• TASK BRIEF
Put the lines below into a Markdown table with the columns "Row" and "Line". Number each row, and skip any blank lines.

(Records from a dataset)
───

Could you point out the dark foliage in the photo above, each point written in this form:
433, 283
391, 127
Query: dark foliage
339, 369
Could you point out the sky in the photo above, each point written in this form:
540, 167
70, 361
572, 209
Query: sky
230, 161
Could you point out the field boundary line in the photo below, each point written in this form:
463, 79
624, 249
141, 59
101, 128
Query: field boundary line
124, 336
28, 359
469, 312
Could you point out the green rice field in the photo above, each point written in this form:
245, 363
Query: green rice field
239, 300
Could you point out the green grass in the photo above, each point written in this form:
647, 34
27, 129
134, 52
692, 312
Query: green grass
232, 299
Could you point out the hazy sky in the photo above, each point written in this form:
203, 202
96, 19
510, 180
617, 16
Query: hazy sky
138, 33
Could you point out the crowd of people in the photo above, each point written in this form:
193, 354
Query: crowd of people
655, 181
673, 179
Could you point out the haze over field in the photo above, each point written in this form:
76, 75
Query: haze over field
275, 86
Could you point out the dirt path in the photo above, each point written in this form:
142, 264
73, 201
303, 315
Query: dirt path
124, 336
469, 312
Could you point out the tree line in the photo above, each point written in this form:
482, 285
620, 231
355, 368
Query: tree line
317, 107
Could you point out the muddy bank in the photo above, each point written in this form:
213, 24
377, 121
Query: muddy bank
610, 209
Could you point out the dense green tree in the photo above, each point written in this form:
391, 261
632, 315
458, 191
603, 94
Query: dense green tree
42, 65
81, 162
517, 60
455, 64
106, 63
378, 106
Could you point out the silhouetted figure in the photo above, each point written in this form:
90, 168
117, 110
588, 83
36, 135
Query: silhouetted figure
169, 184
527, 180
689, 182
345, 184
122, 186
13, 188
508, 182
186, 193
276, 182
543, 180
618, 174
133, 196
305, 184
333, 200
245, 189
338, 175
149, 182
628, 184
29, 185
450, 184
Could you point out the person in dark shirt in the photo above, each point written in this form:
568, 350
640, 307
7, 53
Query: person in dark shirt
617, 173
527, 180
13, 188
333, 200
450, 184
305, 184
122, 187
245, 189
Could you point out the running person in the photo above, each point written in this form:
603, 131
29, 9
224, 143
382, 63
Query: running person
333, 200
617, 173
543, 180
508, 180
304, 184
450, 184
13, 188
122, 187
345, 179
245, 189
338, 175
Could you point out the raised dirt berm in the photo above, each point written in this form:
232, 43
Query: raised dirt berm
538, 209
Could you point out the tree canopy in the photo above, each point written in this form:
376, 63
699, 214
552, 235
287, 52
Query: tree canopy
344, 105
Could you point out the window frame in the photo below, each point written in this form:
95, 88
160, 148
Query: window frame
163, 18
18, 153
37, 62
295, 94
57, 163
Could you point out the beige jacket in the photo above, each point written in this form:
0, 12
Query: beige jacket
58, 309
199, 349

───

• RESULT OF THIS EXERCISE
| Row | Line |
|---|---|
| 1 | Could you point out the dark foliage in the photo above, each point written in this form: |
| 2 | 433, 283 |
| 3 | 391, 127 |
| 4 | Query: dark foliage |
| 5 | 339, 369 |
| 6 | Could you point out the sky in the photo above, each point written in this form: |
| 7 | 540, 167 |
| 8 | 70, 361 |
| 9 | 572, 209 |
| 10 | Query: sky |
| 11 | 230, 161 |
| 12 | Could you point out the field boundary line in the photo below, each point written in this form: |
| 13 | 463, 79 |
| 14 | 624, 249 |
| 15 | 141, 59 |
| 16 | 101, 128 |
| 17 | Query: field boundary line |
| 18 | 124, 336 |
| 19 | 28, 359 |
| 20 | 469, 312 |
| 21 | Could you point out the green rice field in the photo above, each point written in this form: |
| 22 | 245, 363 |
| 23 | Query: green rice field |
| 24 | 239, 300 |
| 25 | Could you point out the green grass in the photo above, each point written in this form: |
| 26 | 647, 34 |
| 27 | 27, 129 |
| 28 | 134, 52 |
| 29 | 692, 312 |
| 30 | Query: green grass |
| 31 | 232, 299 |
| 32 | Could you point out the hazy sky in the photo above, each point written in this form: |
| 33 | 203, 202 |
| 34 | 96, 19 |
| 35 | 510, 180 |
| 36 | 617, 16 |
| 37 | Query: hazy sky |
| 38 | 138, 33 |
| 39 | Could you point out the crowd of people in the photo above, each point written in this form: |
| 40 | 193, 354 |
| 41 | Query: crowd of people |
| 42 | 655, 181 |
| 43 | 673, 179 |
| 44 | Could you point out the haze over field in the photo above, each point written in this form: |
| 45 | 76, 75 |
| 46 | Query: haze over field |
| 47 | 275, 86 |
| 48 | Could you point out the dirt path in the photo above, each point written in this form: |
| 49 | 142, 264 |
| 50 | 73, 201 |
| 51 | 303, 315 |
| 52 | Query: dirt path |
| 53 | 124, 336 |
| 54 | 469, 312 |
| 55 | Could you point out the tree line in the photo above, each point written in this form: |
| 56 | 482, 285 |
| 57 | 620, 231 |
| 58 | 355, 368 |
| 59 | Query: tree line |
| 60 | 317, 107 |
| 61 | Could you point out the muddy bank in the photo above, each point written in this form: |
| 62 | 213, 24 |
| 63 | 377, 121 |
| 64 | Query: muddy bank |
| 65 | 610, 209 |
| 66 | Could you point out the dense green tree in the photo above, each point written in this form: |
| 67 | 391, 261 |
| 68 | 632, 315 |
| 69 | 458, 191 |
| 70 | 603, 94 |
| 71 | Query: dense green tree |
| 72 | 42, 65 |
| 73 | 81, 162 |
| 74 | 517, 60 |
| 75 | 455, 64 |
| 76 | 106, 63 |
| 77 | 378, 106 |
| 78 | Could you point out the silhouetted figure in the photo above, each point written in this form: |
| 79 | 90, 168 |
| 80 | 117, 110 |
| 81 | 588, 83 |
| 82 | 36, 135 |
| 83 | Query: silhouetted figure |
| 84 | 169, 184 |
| 85 | 527, 180 |
| 86 | 689, 182 |
| 87 | 345, 184 |
| 88 | 122, 186 |
| 89 | 13, 188 |
| 90 | 508, 182 |
| 91 | 186, 193 |
| 92 | 276, 182 |
| 93 | 543, 180 |
| 94 | 618, 174 |
| 95 | 133, 196 |
| 96 | 305, 184 |
| 97 | 333, 200 |
| 98 | 245, 189 |
| 99 | 338, 175 |
| 100 | 149, 182 |
| 101 | 628, 184 |
| 102 | 29, 185 |
| 103 | 450, 184 |
| 104 | Could you point out the person in dark shirt in the photo above, each point written in this form: |
| 105 | 568, 350 |
| 106 | 640, 307 |
| 107 | 7, 53 |
| 108 | Query: person in dark shirt |
| 109 | 617, 173 |
| 110 | 527, 180 |
| 111 | 13, 188 |
| 112 | 333, 200 |
| 113 | 450, 184 |
| 114 | 305, 184 |
| 115 | 122, 187 |
| 116 | 245, 189 |
| 117 | Could you point out the running person in the photo above, each point written in this form: |
| 118 | 603, 131 |
| 119 | 29, 9 |
| 120 | 224, 143 |
| 121 | 382, 63 |
| 122 | Query: running person |
| 123 | 333, 200 |
| 124 | 617, 173 |
| 125 | 543, 180 |
| 126 | 508, 180 |
| 127 | 304, 184 |
| 128 | 450, 184 |
| 129 | 13, 188 |
| 130 | 122, 187 |
| 131 | 345, 179 |
| 132 | 245, 189 |
| 133 | 338, 175 |
| 134 | Could you point out the raised dirt berm in the photo above, each point written in this form: |
| 135 | 232, 43 |
| 136 | Query: raised dirt berm |
| 137 | 538, 209 |
| 138 | Could you point out the tree canopy in the photo above, each point written in this form: |
| 139 | 376, 63 |
| 140 | 699, 214 |
| 141 | 552, 235 |
| 142 | 287, 52 |
| 143 | Query: tree canopy |
| 144 | 344, 105 |
| 145 | Could you point out the window frame in the photo below, each point written in this form: |
| 146 | 95, 88 |
| 147 | 160, 148 |
| 148 | Query: window frame |
| 149 | 163, 18 |
| 150 | 18, 153 |
| 151 | 37, 62 |
| 152 | 295, 94 |
| 153 | 57, 163 |
| 154 | Could you point out the beige jacket in the photo above, each point written in this form: |
| 155 | 0, 12 |
| 156 | Query: beige jacket |
| 157 | 58, 309 |
| 158 | 199, 349 |